SUPPLIED PASSAGE >>
She has denied charges of murdering three people and attempting to murder another, related to a July 2023 incident that led to the deaths of her former in-laws, Don and Gail Patterson, both 70, and Gail’s sister, Heather Wilkinson, 66.
Just after a late morning recess today, as the jurors returned to the courtroom, a demonstrator rose in the public gallery to speak to Justice Christopher Beale.
“How can you be a judge?” the man, wearing a yellow T-shirt with “all we are saying is give truth a chance” written on it, said.
He made a number of allegations against the judge before he was quickly escorted out of the court, in Morwell, regional Victoria.
The trial resumed shortly after, with Victoria Police forensics officer Shamen Fox-Henry cross-examined by defence.
In his fourth day on the witness stand, Fox-Henry was questioned about his training in software used to analyse devices seized from Patterson’s home.

BRIEF A >>
List every person the trial report names with both a first name and a surname.
BRIEF B >>
Continue the trial report past its final sentence.

(Pointing dataset excerpts)
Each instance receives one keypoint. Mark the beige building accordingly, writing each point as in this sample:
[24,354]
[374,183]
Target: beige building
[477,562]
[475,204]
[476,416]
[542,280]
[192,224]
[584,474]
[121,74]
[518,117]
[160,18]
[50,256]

TASK RESPONSE A >>
Don Patterson, Gail Patterson, Heather Wilkinson, Christopher Beale, Shamen Fox-Henry

TASK RESPONSE B >>
Fox-Henry earlier informed the jury that he utilized software named Magnet Axiom to inspect a Cooler Master PC that authorities confiscated from Patterson’s residence during a police raid on August 5, 2023.
Defence barrister Colin Mandy SC asked him if he had received any formal training on Magnet Axiom before using it to extract data from three storage devices found on the computer.
He followed steps given from another member of the Victoria Police cyber crime unit on how to extract the material.
Under re-examination by prosecutor Jane Warren, Fox-Henry confirmed he had used Magnet Axiom before this and his training in digital software was a combination of formal training with certification and “on the job use of tools”.
“A large majority of the governing principles behind the applications we use are the same if not similar,” he said.
Mandy also asked Fox-Henry about “phone B”, a Samsung mobile which had been factory reset four times, including once the day after it was seized from Patterson’s home.
He did not find any data on the phone, apart from the record that it had been factory reset in February and August 2023.
“The information available to the people conducting the extraction on this phone is limited because of the fact of the factory reset?” Mandy asked.
“That is correct,” Fox-Henry said.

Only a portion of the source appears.